### Exercise objective:
Copy out all of the material, matching it word for word.

### Source data:
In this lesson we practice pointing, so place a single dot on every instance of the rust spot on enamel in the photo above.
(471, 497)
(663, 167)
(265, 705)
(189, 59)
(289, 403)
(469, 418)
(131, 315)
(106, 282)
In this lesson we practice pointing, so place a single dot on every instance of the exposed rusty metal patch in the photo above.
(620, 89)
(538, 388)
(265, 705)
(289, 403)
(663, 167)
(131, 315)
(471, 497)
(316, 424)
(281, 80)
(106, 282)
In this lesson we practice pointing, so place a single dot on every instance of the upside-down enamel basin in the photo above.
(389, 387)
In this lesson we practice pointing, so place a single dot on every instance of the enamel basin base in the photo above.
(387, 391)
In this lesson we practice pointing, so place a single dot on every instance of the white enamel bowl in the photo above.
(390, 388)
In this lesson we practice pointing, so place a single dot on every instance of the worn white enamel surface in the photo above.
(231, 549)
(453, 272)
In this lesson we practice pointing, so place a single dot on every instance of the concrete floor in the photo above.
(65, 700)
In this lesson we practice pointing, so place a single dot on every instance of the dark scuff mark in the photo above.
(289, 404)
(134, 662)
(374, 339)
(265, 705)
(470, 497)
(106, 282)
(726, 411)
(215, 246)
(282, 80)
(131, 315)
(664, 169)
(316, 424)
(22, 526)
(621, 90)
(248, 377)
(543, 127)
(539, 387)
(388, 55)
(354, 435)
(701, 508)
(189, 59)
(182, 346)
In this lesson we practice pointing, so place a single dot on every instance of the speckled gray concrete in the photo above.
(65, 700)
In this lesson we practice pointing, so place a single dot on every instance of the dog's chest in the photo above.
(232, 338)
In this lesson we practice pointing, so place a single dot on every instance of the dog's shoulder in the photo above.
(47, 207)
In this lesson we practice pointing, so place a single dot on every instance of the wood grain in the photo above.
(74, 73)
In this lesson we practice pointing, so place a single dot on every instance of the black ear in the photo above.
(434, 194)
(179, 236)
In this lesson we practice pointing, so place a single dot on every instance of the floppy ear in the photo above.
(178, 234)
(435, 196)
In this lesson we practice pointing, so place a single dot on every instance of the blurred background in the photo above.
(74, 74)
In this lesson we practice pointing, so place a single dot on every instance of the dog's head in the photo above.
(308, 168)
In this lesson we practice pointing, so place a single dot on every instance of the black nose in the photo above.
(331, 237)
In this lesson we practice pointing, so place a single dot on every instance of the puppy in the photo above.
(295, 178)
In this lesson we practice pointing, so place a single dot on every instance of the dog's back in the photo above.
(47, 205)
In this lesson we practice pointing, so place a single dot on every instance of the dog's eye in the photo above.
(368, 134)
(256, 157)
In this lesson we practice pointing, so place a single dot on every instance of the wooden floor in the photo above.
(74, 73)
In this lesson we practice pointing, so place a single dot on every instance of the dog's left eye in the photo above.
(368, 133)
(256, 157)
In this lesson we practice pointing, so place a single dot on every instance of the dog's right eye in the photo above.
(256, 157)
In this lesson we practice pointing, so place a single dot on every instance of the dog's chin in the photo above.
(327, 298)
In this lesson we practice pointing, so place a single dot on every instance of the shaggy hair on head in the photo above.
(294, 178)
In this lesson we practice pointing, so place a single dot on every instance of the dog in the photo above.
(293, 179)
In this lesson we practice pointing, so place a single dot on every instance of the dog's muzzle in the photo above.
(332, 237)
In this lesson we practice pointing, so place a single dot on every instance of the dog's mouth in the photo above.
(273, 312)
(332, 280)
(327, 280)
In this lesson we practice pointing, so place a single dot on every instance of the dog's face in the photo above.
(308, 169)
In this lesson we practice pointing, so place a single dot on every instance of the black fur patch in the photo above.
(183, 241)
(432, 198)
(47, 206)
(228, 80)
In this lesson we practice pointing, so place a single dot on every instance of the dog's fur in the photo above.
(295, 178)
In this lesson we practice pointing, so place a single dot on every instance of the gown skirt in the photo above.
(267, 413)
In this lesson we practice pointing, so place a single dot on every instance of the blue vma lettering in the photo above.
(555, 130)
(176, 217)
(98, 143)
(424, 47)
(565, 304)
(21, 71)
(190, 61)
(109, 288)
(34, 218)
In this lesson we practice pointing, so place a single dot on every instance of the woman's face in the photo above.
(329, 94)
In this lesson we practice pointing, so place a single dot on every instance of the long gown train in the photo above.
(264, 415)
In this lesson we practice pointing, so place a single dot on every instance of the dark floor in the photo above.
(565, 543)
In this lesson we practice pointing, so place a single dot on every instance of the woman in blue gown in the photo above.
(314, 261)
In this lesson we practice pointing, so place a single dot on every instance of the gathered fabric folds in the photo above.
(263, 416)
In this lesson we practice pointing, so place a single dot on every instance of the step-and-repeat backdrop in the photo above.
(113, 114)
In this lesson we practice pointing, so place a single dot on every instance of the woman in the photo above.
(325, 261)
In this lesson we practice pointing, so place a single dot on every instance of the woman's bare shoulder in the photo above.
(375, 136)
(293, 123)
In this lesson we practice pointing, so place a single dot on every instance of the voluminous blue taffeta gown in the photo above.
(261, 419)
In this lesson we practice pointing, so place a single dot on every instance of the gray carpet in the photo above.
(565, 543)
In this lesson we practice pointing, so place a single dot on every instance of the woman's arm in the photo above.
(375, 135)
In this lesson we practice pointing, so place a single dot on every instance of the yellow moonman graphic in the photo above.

### Answer to the task:
In this lesson we practice pointing, so place a single dot on every instance of the rust spot on enamel in the photo above.
(471, 497)
(663, 167)
(265, 705)
(189, 59)
(289, 403)
(469, 418)
(131, 315)
(106, 282)
In this lesson we practice pointing, so place a single dot on every instance of the exposed rusty metal patch in the photo above.
(620, 89)
(538, 388)
(265, 705)
(289, 403)
(663, 167)
(131, 315)
(471, 497)
(316, 424)
(281, 80)
(106, 282)
In this lesson we practice pointing, so place a single dot on every instance of the upside-down enamel basin in the photo above.
(389, 387)
In this lesson we practice pointing, so place a single dot on every instance of the enamel basin base in the photo above.
(387, 391)
In this lesson we practice pointing, so place a single dot on every instance of the white enamel bowl in the photo above.
(390, 388)
In this lesson we practice pointing, so place a single dot on every instance of the worn white enamel surface in the photo above.
(231, 549)
(453, 272)
In this lesson we practice pointing, so place a single dot on every instance of the concrete floor in the photo above.
(65, 700)
In this lesson we practice pointing, so place a single dot on every instance of the dark scuff mark in the photo above.
(289, 404)
(134, 662)
(374, 339)
(265, 705)
(470, 497)
(106, 282)
(726, 411)
(215, 246)
(282, 80)
(131, 315)
(664, 169)
(316, 424)
(22, 526)
(621, 90)
(248, 377)
(543, 127)
(539, 387)
(388, 55)
(354, 435)
(701, 508)
(189, 59)
(182, 346)
In this lesson we practice pointing, so place a single dot on every instance of the speckled gray concrete in the photo above.
(65, 700)
In this lesson we practice pointing, so place a single dot on every instance of the dog's chest in the photo above.
(232, 338)
In this lesson we practice pointing, so place a single dot on every instance of the dog's shoulder in the photo above.
(47, 207)
In this lesson we practice pointing, so place a single dot on every instance of the wood grain in the photo above.
(74, 73)
In this lesson we practice pointing, so place a single dot on every instance of the black ear in the photo above.
(434, 194)
(179, 236)
In this lesson we practice pointing, so place a single dot on every instance of the floppy ear in the photo above.
(178, 234)
(435, 196)
In this lesson we practice pointing, so place a single dot on every instance of the blurred background in the photo above.
(74, 74)
In this lesson we practice pointing, so place a single dot on every instance of the dog's head in the photo above.
(308, 168)
In this lesson we practice pointing, so place a single dot on every instance of the black nose in the photo above.
(331, 237)
In this lesson we practice pointing, so place a single dot on every instance of the puppy in the photo above.
(295, 178)
In this lesson we practice pointing, so place a single dot on every instance of the dog's back in the photo above.
(47, 205)
In this lesson we practice pointing, so place a single dot on every instance of the dog's eye in the photo above.
(368, 134)
(256, 157)
In this lesson we practice pointing, so place a single dot on every instance of the wooden floor in the photo above.
(74, 73)
In this lesson we practice pointing, so place a single dot on every instance of the dog's left eye in the photo above.
(368, 133)
(256, 157)
In this lesson we practice pointing, so place a single dot on every instance of the dog's right eye in the photo above.
(256, 157)
In this lesson we practice pointing, so place a single dot on every instance of the dog's chin in the photo above.
(327, 298)
In this lesson we practice pointing, so place a single dot on every instance of the shaggy hair on head in the photo above.
(294, 178)
In this lesson we practice pointing, so place a single dot on every instance of the dog in the photo above.
(293, 179)
In this lesson we practice pointing, so place a single dot on every instance of the dog's muzzle in the photo above.
(332, 237)
In this lesson we practice pointing, so place a single dot on every instance of the dog's mouth in the photo above.
(273, 312)
(332, 280)
(327, 280)
In this lesson we practice pointing, so place a single dot on every instance of the dog's face in the photo above.
(308, 169)
In this lesson we practice pointing, so place a single dot on every instance of the black fur patch in the photo above.
(183, 241)
(432, 198)
(47, 206)
(228, 80)
In this lesson we practice pointing, so place a single dot on every instance of the dog's fur in the photo above.
(295, 178)
In this lesson we practice pointing, so place a single dot on every instance of the gown skirt in the photo above.
(267, 413)
In this lesson we practice pointing, so place a single dot on every instance of the blue vma lettering in the photo above.
(555, 130)
(176, 217)
(98, 143)
(424, 47)
(565, 304)
(21, 71)
(190, 61)
(109, 288)
(34, 218)
In this lesson we practice pointing, so place a single dot on every instance of the woman's face in the photo above.
(329, 94)
In this lesson we practice pointing, so place a single dot on every instance of the long gown train in the photo above.
(264, 415)
In this lesson we practice pointing, so place a single dot on every instance of the dark floor in the photo above.
(565, 543)
In this lesson we practice pointing, so place a single dot on every instance of the woman in blue gown in the photo above.
(314, 261)
In this lesson we practice pointing, so place a single dot on every instance of the gathered fabric folds in the photo above.
(263, 416)
In this lesson we practice pointing, so place a single dot on every instance of the step-and-repeat backdrop in the photo above.
(113, 114)
In this lesson we practice pointing, so place a single dot on every instance of the woman in the photo above.
(325, 261)
In this lesson we practice pointing, so place a single dot on every instance of the woman's bare shoulder in the photo above.
(375, 136)
(293, 123)
In this lesson we practice pointing, so place a single dot on every instance of the voluminous blue taffeta gown in the photo above.
(261, 419)
In this lesson we practice pointing, so place a single dot on every instance of the gray carpet in the photo above.
(565, 543)
In this lesson we practice pointing, so place a single dot on every instance of the woman's arm in the photo above.
(375, 135)
In this lesson we practice pointing, so place a single dot on every instance of the yellow moonman graphic in the photo above.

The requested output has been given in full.